_Directive_. Transcribe all records exactly.

########################################

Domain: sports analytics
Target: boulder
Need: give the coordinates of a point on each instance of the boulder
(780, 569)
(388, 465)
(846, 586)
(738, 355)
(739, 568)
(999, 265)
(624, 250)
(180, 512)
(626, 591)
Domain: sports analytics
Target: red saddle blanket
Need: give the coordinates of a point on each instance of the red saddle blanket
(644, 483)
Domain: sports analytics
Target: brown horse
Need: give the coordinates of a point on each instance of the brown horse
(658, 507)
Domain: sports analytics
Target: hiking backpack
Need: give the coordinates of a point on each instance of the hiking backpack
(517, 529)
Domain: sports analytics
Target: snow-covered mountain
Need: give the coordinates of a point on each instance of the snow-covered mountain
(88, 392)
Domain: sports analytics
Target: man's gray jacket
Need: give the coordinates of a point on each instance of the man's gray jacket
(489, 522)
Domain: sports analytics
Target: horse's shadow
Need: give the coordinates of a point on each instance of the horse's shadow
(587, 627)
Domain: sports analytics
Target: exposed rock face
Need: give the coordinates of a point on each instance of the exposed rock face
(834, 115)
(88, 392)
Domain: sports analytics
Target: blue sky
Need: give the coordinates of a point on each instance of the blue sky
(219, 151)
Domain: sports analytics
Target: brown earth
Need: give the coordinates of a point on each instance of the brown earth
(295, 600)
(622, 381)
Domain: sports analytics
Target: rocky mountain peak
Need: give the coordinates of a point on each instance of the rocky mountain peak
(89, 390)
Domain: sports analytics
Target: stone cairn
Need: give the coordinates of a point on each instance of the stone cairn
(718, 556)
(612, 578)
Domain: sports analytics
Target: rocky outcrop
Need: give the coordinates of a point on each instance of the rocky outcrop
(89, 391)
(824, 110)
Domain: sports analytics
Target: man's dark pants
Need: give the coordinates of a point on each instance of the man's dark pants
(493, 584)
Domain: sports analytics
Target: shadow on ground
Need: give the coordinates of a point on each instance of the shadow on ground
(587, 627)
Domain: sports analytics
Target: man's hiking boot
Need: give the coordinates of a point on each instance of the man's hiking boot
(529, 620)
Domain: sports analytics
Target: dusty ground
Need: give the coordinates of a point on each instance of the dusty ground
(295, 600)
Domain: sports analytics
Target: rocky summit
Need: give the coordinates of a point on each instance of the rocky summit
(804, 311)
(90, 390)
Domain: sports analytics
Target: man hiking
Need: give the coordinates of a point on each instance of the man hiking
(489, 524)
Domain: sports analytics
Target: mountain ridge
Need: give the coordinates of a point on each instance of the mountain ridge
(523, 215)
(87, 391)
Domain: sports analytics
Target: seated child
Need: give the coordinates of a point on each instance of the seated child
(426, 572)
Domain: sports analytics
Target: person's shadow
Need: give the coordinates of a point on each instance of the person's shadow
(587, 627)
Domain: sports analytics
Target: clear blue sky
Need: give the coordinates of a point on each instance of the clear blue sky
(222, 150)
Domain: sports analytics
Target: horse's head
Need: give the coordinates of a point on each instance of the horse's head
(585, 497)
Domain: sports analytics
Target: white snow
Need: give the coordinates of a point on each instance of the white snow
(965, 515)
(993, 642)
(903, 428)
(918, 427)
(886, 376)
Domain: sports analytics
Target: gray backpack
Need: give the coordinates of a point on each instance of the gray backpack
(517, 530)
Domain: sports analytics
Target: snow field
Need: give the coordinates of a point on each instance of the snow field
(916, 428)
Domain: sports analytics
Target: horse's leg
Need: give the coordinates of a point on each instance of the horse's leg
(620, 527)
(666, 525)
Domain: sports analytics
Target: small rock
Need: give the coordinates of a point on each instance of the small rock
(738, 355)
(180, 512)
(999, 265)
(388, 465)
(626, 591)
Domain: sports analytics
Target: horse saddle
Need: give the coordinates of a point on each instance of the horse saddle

########################################

_Completed exercise_.
Domain: sports analytics
Target: boulder
Need: give the coordinates of a point on each instance of the boulder
(780, 569)
(388, 465)
(846, 586)
(738, 355)
(739, 568)
(999, 265)
(624, 250)
(180, 512)
(626, 591)
Domain: sports analytics
Target: red saddle blanket
Need: give the coordinates of a point on each instance of the red saddle blanket
(644, 483)
Domain: sports analytics
Target: brown horse
Need: give the coordinates of a point on each instance of the brown horse
(658, 507)
Domain: sports analytics
Target: hiking backpack
Need: give the coordinates of a point on each instance of the hiking backpack
(517, 529)
Domain: sports analytics
Target: snow-covered mountain
Need: give the coordinates of a point on each instance of the snow-covered mountain
(88, 392)
Domain: sports analytics
Target: man's gray jacket
Need: give the coordinates of a point on each instance of the man's gray jacket
(489, 522)
Domain: sports analytics
Target: horse's shadow
Need: give the coordinates of a point on each instance of the horse's shadow
(587, 627)
Domain: sports analytics
Target: exposed rock face
Need: give the coordinates of a point on each instance of the exposed rock face
(834, 115)
(88, 392)
Domain: sports analytics
Target: blue sky
Need: give the coordinates of a point on each instance of the blue sky
(219, 151)
Domain: sports analytics
Target: brown earth
Need: give the coordinates of a point on each instance of the brown earth
(295, 600)
(622, 381)
Domain: sports analytics
Target: rocky mountain peak
Need: give the coordinates of a point on each instance of the rocky mountain peak
(89, 390)
Domain: sports analytics
Target: stone cairn
Need: give the coordinates of a point on each instance of the stone cairn
(718, 556)
(612, 578)
Domain: sports analytics
Target: rocky outcrop
Need: give the coordinates of a point on each instance of the rocky outcrop
(89, 391)
(824, 110)
Domain: sports analytics
Target: man's dark pants
Need: give the coordinates of a point on each instance of the man's dark pants
(493, 584)
Domain: sports analytics
Target: shadow on ground
Need: give the coordinates of a point on each instance of the shadow on ground
(587, 627)
Domain: sports analytics
Target: man's hiking boot
Need: give the coordinates of a point on each instance of the man's hiking boot
(529, 620)
Domain: sports analytics
Target: dusty ground
Need: give the coordinates of a point on each instance of the dusty ground
(295, 600)
Domain: sports analytics
Target: rocky summit
Need: give the coordinates of a point on each instance of the rocky summit
(804, 311)
(90, 390)
Domain: sports analytics
Target: man hiking
Need: give the coordinates of a point on each instance of the man hiking
(489, 524)
Domain: sports analytics
Target: mountain ridge
Need: give the coordinates of a point on each instance of the mountain ridge
(523, 215)
(87, 391)
Domain: sports analytics
Target: seated child
Need: give the coordinates of a point on each instance of the seated child
(426, 572)
Domain: sports analytics
Target: person's shadow
Need: give the coordinates of a point on each instance of the person's shadow
(587, 627)
Domain: sports analytics
Target: clear blue sky
Need: give the coordinates of a point on each instance of the clear blue sky
(222, 150)
Domain: sports analytics
Target: horse's head
Need: give the coordinates of a point on each instance of the horse's head
(585, 497)
Domain: sports analytics
Target: white snow
Need: give the coordinates of a point on each instance of the white snow
(965, 515)
(993, 642)
(903, 428)
(918, 427)
(886, 376)
Domain: sports analytics
Target: gray backpack
Need: give the coordinates of a point on each instance of the gray backpack
(517, 530)
Domain: sports analytics
Target: snow field
Need: give the coordinates of a point on each instance of the snow field
(916, 428)
Domain: sports analytics
Target: horse's leg
Need: give the coordinates of a point on each instance of the horse's leg
(620, 527)
(666, 525)
Domain: sports analytics
Target: small rock
Need: give the coordinates of a point on each instance of the small rock
(738, 355)
(180, 512)
(999, 265)
(388, 465)
(626, 591)
Domain: sports analytics
Target: horse saddle
Need: give the coordinates of a point on each instance of the horse saddle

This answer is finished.